#### WHAT YOU NEED TO DO
Each record below should be repeated precisely as written.

━━━━━━━━━━━━━━━━━━━━━━━━━━━━━━

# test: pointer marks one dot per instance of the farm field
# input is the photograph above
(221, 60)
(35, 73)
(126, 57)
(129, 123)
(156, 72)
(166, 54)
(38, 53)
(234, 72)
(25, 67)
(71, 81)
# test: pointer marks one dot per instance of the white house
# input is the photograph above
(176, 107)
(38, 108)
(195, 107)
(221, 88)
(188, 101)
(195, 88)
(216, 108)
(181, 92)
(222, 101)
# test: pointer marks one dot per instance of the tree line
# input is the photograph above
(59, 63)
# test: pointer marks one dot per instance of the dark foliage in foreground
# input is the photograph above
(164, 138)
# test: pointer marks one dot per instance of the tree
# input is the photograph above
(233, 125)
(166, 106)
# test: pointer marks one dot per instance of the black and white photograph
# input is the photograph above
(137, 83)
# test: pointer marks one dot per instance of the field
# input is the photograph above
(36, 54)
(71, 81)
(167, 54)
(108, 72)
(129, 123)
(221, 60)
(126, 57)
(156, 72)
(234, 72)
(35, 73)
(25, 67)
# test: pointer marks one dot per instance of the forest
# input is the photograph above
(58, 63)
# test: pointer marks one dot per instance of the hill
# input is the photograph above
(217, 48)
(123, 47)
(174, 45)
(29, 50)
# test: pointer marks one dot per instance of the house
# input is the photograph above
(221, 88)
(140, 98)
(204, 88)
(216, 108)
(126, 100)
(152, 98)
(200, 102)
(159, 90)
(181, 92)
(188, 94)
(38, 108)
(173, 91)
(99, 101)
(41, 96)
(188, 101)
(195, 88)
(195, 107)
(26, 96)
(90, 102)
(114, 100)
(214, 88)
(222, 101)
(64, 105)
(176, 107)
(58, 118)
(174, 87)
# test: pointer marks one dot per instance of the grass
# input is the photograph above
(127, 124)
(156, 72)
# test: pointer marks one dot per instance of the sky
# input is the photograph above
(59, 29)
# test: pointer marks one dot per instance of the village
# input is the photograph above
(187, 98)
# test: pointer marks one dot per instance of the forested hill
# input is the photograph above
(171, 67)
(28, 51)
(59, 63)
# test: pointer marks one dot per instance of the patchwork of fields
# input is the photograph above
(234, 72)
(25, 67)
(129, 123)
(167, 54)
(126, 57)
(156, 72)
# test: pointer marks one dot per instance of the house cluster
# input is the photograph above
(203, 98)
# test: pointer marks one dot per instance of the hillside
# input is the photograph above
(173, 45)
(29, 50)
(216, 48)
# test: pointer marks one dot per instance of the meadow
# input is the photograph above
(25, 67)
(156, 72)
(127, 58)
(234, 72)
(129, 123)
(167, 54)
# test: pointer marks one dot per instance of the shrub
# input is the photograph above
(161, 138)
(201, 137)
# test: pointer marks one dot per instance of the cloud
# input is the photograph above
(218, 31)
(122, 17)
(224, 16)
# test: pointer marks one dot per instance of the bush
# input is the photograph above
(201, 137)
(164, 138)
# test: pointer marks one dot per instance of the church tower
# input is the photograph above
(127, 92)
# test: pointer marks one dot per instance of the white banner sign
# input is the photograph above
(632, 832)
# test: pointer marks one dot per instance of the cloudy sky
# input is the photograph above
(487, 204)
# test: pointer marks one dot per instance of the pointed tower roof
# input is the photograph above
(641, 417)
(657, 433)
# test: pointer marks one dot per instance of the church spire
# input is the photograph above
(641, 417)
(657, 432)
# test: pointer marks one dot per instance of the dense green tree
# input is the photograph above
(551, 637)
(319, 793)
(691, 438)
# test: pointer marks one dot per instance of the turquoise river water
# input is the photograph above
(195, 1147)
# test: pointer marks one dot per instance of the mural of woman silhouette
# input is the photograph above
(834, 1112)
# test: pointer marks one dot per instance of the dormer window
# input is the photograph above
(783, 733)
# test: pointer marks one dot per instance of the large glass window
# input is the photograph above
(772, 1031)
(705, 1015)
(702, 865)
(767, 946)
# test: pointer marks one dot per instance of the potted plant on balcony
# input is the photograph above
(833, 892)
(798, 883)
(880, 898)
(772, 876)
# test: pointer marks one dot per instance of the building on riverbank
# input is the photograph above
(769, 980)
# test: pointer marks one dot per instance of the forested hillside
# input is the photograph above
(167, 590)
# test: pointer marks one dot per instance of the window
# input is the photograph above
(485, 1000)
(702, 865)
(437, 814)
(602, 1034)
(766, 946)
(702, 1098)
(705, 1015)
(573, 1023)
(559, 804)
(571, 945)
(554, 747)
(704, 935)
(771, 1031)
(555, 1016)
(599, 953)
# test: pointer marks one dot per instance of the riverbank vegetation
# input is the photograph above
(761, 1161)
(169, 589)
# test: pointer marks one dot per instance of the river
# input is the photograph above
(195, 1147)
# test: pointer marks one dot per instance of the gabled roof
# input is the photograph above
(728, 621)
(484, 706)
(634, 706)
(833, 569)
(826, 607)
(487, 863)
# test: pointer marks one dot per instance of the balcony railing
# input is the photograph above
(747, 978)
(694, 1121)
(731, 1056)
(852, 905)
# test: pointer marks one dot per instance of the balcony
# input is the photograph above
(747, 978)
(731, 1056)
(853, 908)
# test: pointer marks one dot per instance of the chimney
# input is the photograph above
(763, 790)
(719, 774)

━━━━━━━━━━━━━━━━━━━━━━━━━━━━━━

#### WRITTEN ANSWER
# test: pointer marks one dot per instance of the farm field
# input is the photograph above
(221, 60)
(35, 73)
(126, 57)
(129, 123)
(156, 72)
(166, 54)
(38, 53)
(234, 72)
(25, 67)
(71, 81)
# test: pointer marks one dot per instance of the white house
# input is the photograph above
(176, 107)
(38, 108)
(195, 107)
(221, 88)
(188, 101)
(195, 88)
(216, 108)
(181, 92)
(222, 101)
# test: pointer marks one dot per instance of the tree line
# input is the photograph above
(59, 63)
# test: pointer marks one dot per instance of the dark foliage in foreground
# input is the photograph above
(164, 138)
# test: pointer marks one dot per instance of the tree
# input is the photograph above
(233, 125)
(166, 106)
# test: pointer marks one dot per instance of the black and white photograph
# input is the photograph above
(137, 83)
# test: pointer marks one dot per instance of the field
# input is the photograph above
(36, 54)
(71, 81)
(167, 54)
(108, 72)
(129, 123)
(221, 60)
(126, 57)
(156, 72)
(234, 72)
(35, 73)
(25, 67)
# test: pointer marks one dot per instance of the forest
# input is the photograph above
(58, 63)
# test: pointer marks one dot per instance of the hill
# input is the photograph above
(217, 48)
(123, 47)
(174, 45)
(29, 50)
# test: pointer marks one dot per instance of the house
# input is the photograph above
(221, 88)
(140, 98)
(204, 88)
(216, 108)
(126, 100)
(152, 98)
(200, 102)
(159, 90)
(181, 92)
(188, 94)
(38, 108)
(173, 91)
(99, 101)
(41, 96)
(188, 101)
(195, 88)
(195, 107)
(26, 96)
(90, 102)
(114, 100)
(214, 88)
(222, 101)
(64, 105)
(176, 107)
(58, 118)
(174, 87)
# test: pointer marks one dot per instance of the grass
# input is the photograph above
(127, 124)
(156, 72)
# test: pointer marks one dot per instance of the sky
# input is the photograph above
(59, 29)
# test: pointer marks one dot per instance of the village
# input is the photograph above
(187, 98)
# test: pointer marks one dot per instance of the forested hill
# input is the photograph above
(171, 67)
(28, 51)
(59, 63)
# test: pointer marks one dot per instance of the patchwork of fields
# input is the photograph above
(234, 72)
(25, 67)
(129, 123)
(167, 54)
(126, 57)
(156, 72)
# test: pointer marks one dot per instance of the house cluster
# input is the photograph above
(203, 98)
# test: pointer marks one dot per instance of the hillside
# input is the photograph above
(173, 45)
(29, 50)
(216, 48)
# test: pointer marks one dot per instance of the meadow
# input is the photograph above
(25, 67)
(156, 72)
(127, 58)
(234, 72)
(129, 123)
(167, 54)
# test: pointer marks one dot per instance of the shrub
# input is the photograph above
(161, 138)
(201, 137)
# test: pointer marks one dot per instance of the cloud
# input is the photograph above
(218, 31)
(122, 17)
(224, 16)
# test: pointer marks one dot per instance of the bush
# input is the photograph above
(201, 137)
(164, 138)
# test: pointer marks one dot per instance of the church tower
# input is the photograph above
(127, 92)
# test: pointer marks one dot per instance of the white banner sign
# input is the photograph above
(632, 832)
# test: pointer marks one dot per instance of the cloudy sky
# input is the photograph above
(487, 204)
# test: pointer marks one dot per instance of the pointed tower roof
# input is the photograph above
(641, 417)
(657, 433)
# test: pointer marks one dot per instance of the church spire
# input is the photograph above
(641, 417)
(657, 432)
# test: pointer marks one dot per instance of the dense green tree
# input is the photograph above
(551, 637)
(319, 793)
(691, 438)
# test: pointer marks one dot per instance of the turquoise river water
# input is the photograph above
(195, 1147)
# test: pointer marks one dot per instance of the mural of woman silhouette
# input is the photograph above
(834, 1112)
# test: pointer marks one dot per instance of the dormer window
# input is the photograph above
(783, 733)
# test: pointer marks one dot per instance of the large glass window
# input is the photograph above
(772, 1031)
(705, 1015)
(702, 865)
(767, 946)
# test: pointer marks one dot per instance of the potted plant on balcony
# input is the photograph above
(833, 892)
(798, 883)
(880, 898)
(772, 876)
# test: pointer marks one dot per instance of the building on riverbank
# input is the photograph above
(769, 980)
# test: pointer marks one dot per instance of the forested hillside
# input is the photograph above
(167, 590)
# test: pointer marks one dot per instance of the window
# input is the photograph above
(485, 1000)
(702, 865)
(437, 814)
(602, 1034)
(766, 946)
(702, 1098)
(705, 1015)
(573, 1023)
(559, 804)
(571, 945)
(554, 747)
(704, 935)
(771, 1031)
(555, 1016)
(599, 953)
# test: pointer marks one dot per instance of the riverbank vegetation
# input is the photograph above
(761, 1161)
(169, 589)
# test: pointer marks one dot per instance of the river
# input is the photograph above
(195, 1147)
# test: pointer marks one dot per instance of the gabled roof
# input is the photograph above
(728, 621)
(484, 706)
(634, 706)
(833, 569)
(826, 607)
(487, 863)
# test: pointer marks one dot per instance of the balcony railing
# input is the photograph above
(747, 978)
(694, 1121)
(731, 1056)
(852, 905)
# test: pointer marks one dot per instance of the balcony
# input is the photograph above
(747, 978)
(731, 1056)
(853, 908)
# test: pointer marks one dot per instance of the chimney
# input is the photograph above
(763, 790)
(719, 774)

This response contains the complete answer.